PROBLEM TO WORK ON | Reproduce every line in the listing that contains the word "ripe".

--- DATA EXTRACTS Enclosed Below ---

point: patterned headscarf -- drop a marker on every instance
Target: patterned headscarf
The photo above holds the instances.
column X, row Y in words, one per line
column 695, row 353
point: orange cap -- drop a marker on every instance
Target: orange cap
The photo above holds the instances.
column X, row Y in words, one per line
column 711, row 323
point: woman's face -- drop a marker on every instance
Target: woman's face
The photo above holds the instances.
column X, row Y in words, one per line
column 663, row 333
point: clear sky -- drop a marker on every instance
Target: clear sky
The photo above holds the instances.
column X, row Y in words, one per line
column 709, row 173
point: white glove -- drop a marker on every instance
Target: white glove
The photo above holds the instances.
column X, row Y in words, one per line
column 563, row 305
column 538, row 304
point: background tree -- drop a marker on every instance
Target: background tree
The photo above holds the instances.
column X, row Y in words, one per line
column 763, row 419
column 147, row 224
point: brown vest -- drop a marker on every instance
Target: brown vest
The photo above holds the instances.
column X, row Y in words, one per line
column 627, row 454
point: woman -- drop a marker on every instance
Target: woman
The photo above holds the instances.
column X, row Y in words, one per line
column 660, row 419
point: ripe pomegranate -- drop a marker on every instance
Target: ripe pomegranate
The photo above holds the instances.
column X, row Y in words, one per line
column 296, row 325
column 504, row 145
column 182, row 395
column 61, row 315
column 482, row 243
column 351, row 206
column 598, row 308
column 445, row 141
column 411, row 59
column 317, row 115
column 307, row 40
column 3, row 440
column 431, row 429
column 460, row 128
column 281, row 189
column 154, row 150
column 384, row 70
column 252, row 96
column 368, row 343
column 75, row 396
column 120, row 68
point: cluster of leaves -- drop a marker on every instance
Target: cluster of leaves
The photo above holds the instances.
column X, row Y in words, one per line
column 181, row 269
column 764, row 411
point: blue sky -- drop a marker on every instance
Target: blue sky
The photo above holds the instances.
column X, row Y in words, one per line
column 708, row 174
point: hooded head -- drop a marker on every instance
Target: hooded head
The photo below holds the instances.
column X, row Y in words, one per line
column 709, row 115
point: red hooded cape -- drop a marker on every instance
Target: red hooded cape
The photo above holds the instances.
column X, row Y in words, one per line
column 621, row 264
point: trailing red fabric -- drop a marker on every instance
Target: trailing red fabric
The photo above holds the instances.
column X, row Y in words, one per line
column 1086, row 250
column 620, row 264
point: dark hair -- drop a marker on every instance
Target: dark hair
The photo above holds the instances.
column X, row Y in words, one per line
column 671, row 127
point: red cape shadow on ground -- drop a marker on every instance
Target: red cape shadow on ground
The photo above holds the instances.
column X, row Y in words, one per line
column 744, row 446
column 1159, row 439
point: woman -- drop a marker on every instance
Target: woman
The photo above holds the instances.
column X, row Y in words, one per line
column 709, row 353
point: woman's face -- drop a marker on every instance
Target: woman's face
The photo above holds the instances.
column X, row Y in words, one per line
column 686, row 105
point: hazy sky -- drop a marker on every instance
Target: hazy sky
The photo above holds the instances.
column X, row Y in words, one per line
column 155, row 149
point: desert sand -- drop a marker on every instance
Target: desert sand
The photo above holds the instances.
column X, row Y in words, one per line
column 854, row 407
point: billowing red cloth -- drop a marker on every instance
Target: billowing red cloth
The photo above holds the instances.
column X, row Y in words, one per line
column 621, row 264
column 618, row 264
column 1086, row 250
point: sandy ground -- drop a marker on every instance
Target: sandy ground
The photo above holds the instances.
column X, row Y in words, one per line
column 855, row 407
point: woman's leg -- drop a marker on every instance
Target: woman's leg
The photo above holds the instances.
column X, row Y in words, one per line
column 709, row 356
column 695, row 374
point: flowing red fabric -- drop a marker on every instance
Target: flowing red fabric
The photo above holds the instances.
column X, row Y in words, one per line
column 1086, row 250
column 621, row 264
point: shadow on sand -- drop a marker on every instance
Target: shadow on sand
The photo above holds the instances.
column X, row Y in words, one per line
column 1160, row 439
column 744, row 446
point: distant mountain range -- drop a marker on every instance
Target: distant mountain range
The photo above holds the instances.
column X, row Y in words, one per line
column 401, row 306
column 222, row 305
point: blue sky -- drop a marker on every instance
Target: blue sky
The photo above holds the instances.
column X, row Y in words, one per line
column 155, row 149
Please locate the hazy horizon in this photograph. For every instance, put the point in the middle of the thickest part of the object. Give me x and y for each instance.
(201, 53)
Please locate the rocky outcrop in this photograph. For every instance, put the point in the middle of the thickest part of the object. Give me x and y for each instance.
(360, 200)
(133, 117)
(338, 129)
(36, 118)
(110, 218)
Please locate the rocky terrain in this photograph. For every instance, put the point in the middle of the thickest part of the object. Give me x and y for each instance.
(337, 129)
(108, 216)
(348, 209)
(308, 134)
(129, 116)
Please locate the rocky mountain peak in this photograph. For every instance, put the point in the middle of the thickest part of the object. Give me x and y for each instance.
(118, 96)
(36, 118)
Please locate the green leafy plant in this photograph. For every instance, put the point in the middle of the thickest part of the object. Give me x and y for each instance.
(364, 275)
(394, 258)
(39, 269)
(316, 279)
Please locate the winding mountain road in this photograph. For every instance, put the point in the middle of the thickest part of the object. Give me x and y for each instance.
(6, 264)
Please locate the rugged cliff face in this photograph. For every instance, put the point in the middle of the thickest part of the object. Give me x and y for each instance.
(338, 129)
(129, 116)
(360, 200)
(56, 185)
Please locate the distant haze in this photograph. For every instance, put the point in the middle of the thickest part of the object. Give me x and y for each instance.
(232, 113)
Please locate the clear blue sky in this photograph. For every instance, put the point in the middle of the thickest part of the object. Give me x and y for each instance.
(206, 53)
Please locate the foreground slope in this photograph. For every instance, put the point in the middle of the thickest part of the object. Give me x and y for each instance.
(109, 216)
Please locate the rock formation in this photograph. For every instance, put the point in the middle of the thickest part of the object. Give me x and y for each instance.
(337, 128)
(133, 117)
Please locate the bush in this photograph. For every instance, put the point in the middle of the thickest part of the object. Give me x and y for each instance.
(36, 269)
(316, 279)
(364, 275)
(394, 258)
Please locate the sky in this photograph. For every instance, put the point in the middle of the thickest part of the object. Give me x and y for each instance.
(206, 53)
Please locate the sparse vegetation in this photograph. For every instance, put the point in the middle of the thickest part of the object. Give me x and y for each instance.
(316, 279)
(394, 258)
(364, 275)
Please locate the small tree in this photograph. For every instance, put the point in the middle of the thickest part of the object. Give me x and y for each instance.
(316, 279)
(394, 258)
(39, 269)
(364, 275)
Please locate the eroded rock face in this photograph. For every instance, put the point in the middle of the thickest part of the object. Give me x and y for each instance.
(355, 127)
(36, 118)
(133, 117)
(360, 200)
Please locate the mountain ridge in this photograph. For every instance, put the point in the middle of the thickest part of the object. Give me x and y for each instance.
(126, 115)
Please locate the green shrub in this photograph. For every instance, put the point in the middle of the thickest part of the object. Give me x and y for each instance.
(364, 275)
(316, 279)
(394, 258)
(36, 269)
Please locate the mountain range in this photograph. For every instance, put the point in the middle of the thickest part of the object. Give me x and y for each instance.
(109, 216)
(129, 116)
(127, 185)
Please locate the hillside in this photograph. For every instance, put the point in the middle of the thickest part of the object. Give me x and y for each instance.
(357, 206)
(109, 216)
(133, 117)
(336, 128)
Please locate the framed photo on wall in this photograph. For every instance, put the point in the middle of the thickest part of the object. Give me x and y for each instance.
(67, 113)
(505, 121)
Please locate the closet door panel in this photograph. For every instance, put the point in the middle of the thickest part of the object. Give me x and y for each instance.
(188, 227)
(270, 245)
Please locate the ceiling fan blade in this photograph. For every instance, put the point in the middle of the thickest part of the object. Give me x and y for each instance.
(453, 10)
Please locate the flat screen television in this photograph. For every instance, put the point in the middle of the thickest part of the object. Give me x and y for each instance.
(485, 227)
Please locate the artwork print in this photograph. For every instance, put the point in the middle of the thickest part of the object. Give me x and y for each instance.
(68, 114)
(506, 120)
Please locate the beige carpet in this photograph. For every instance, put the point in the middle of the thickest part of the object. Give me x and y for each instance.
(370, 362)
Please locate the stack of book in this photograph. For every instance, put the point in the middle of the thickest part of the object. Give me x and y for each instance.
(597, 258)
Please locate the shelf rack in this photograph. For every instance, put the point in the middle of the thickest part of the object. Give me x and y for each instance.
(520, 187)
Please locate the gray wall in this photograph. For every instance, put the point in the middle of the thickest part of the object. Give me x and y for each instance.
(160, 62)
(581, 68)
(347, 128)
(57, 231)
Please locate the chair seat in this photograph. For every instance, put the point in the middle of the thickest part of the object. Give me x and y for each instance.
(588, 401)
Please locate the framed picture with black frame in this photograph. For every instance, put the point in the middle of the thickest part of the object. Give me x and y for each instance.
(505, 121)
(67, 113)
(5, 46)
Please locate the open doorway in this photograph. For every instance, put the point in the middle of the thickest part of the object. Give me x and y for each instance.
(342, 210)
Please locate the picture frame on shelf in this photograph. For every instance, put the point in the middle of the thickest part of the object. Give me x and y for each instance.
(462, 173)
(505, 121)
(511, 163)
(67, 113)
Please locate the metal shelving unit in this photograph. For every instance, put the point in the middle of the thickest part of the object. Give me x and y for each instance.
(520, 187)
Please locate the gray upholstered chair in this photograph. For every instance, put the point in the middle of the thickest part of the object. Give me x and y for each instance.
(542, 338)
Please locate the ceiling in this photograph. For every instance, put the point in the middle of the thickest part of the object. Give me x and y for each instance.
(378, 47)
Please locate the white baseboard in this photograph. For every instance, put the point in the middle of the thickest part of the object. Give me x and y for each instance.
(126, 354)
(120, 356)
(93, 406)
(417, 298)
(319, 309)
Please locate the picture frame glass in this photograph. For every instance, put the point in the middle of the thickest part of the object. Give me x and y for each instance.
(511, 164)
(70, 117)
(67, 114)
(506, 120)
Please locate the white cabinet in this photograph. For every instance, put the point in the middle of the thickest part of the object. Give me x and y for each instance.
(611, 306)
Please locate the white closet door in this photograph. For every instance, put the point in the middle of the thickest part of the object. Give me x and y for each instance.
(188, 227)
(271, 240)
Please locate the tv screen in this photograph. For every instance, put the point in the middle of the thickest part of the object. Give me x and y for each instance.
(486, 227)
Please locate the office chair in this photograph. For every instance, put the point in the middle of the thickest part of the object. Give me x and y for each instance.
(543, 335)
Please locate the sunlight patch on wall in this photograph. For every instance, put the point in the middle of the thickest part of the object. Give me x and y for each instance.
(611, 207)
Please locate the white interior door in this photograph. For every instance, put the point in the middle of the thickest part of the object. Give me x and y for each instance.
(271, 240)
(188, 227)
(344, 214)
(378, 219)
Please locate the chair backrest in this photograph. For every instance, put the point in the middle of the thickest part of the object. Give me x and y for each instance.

--- End of Enclosed DATA EXTRACTS ---

SOLUTION |
point: ripe pomegranate -- drop a marker on every instance
Target: ripe pomegranate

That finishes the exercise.